__Actions to take__
[A] In the text on eG test measures, what measurement unit is given for the All transactions measure?
[B] List the column headings in the measures table of the text on eG test measures.
[C] Please write a continuation of the text on eG test measures, starting after its last sentence.

__Text shown__
□ □ □ □

The option to selectively enable/disable the detailed diagnosis capability will be available only if the following conditions are fulfilled:

  • The eG manager license should allow the detailed diagnosis capability
  • Both the normal and abnormal frequencies configured for the detailed diagnosis measures should not be 0.
Measures reported by the test
Measurement Description Measurement Unit Interpretation

All transactions

Indicates the total number of requests received for this function during the last measurement period.

Number

By comparing the value of this measure across functions, you can identify the most popular functions. Using the detailed diagnosis of this measure, you can then figure out which specific functions are called often.

For the Summary descriptor, this measure will reveal the total number of times this function was called by the Windows service application during the last measurement period. This is a good indicator of the workload of the application.

Avg response time

Indicates the average time taken by this function to complete execution.

□ □ □ □

Dataset entries:
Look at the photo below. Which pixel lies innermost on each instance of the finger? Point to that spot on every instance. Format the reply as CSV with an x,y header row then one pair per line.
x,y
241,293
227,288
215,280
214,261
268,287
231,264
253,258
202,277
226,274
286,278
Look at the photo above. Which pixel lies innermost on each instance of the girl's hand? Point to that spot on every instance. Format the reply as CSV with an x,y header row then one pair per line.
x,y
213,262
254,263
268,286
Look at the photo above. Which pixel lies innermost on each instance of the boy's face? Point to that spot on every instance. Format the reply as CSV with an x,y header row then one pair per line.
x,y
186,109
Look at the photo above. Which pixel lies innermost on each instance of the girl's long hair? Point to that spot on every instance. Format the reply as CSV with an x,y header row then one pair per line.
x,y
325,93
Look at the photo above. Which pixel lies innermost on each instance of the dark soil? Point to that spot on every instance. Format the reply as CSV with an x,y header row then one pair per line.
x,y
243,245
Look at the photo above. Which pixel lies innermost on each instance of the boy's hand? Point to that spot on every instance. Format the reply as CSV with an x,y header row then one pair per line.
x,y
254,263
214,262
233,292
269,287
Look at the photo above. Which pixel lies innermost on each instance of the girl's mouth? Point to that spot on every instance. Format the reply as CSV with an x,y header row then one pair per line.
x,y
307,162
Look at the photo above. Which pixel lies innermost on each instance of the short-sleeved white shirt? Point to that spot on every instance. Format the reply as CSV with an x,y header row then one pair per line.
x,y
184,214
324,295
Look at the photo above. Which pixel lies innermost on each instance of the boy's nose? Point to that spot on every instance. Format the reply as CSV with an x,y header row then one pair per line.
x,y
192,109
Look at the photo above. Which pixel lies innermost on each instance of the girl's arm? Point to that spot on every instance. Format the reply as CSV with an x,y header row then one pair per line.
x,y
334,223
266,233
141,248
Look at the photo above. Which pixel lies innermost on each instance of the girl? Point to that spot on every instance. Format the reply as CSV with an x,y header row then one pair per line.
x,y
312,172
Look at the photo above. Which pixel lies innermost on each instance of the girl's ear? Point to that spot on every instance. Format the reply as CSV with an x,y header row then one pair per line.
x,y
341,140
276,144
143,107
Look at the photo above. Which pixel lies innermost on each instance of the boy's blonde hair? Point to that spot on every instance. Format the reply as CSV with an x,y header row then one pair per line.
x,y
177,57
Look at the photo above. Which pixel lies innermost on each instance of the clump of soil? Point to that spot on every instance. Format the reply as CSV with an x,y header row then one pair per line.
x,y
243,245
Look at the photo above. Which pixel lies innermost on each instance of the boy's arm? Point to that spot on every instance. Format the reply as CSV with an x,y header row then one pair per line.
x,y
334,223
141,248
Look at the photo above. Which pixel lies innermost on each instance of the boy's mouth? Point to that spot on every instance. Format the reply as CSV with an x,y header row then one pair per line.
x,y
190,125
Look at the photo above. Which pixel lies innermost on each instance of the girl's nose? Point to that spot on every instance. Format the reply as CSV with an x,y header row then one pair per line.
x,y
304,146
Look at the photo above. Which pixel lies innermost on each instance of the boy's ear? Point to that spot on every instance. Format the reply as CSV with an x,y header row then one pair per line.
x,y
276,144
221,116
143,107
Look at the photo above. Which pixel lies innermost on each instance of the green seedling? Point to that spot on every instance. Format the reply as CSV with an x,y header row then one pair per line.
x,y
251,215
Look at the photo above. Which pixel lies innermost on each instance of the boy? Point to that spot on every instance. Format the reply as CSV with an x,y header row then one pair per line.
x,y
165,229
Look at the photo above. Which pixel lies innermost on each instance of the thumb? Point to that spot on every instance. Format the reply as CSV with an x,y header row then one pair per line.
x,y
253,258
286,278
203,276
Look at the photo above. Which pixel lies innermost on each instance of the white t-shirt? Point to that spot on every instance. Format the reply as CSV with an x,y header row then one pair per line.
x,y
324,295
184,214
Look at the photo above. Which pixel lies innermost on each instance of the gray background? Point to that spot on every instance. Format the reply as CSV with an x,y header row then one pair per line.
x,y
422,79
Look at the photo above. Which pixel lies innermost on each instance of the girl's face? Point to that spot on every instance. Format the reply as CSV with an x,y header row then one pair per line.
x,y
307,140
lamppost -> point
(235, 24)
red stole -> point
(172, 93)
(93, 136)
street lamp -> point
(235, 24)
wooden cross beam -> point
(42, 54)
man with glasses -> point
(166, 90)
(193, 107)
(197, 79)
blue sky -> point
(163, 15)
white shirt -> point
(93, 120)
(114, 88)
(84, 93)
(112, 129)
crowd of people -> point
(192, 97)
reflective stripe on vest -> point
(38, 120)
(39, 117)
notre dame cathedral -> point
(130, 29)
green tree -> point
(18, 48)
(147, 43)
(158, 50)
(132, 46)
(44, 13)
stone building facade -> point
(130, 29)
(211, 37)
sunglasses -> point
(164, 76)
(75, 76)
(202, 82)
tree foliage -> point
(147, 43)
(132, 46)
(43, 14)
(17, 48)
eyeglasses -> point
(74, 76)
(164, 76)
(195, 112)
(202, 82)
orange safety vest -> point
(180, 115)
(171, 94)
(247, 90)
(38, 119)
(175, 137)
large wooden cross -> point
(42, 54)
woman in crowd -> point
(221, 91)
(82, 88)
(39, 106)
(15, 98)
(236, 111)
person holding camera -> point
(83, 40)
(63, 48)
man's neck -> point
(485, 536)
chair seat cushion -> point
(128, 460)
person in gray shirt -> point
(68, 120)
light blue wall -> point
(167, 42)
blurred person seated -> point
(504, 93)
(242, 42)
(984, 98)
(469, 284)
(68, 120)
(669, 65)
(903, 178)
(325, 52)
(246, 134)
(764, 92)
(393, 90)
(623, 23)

□ □ □ □

__Your written answers__
[A] Number

[B] Measurement, Description, Measurement Unit, Interpretation

[C]
Secs

Compare the value of this measure across functions to isolate the slowest one. You can then use the detailed diagnosis of the All transactions measure of that group to know how much time each transaction in that group took to execute. This will lead you to the slowest transaction.

For the Summary descriptor, this measure will reveal the average responsiveness of all the function calls made by this Windows service application during the last measurement period. An abnormally low value for this measure for the Summary descriptor could indicate a serious processing bottleneck.

Healthy transactions

Indicates the number of times this function call was healthy.

Number

By default, this measure will report the count of function calls with a response time less than 4000 milliseconds. You can change this default setting by modifying the thresholds of the Avg response time measure using the eG admin interface.

For the Summary descriptor, this measure will report the total number of healthy function calls made by the standalone service application.

Healthy transactions percentage

Indicates what percentage of the total number of calls of this function is healthy.

Percent

To know which are the healthy function calls, use the detailed diagnosis of this measure. For the Summary descriptor, this measure will report the overall percentage of healthy function calls made by this standalone Windows service application.

Slow transactions

Indicates the number of times this function call was slow during the last measurement period.

Number

By default, this measure will report the number of function calls with a response time higher than 4000 milliseconds and lesser than 60000 milliseconds. You can change this default setting by modifying the thresholds of the Avg response time measure using the eG admin interface.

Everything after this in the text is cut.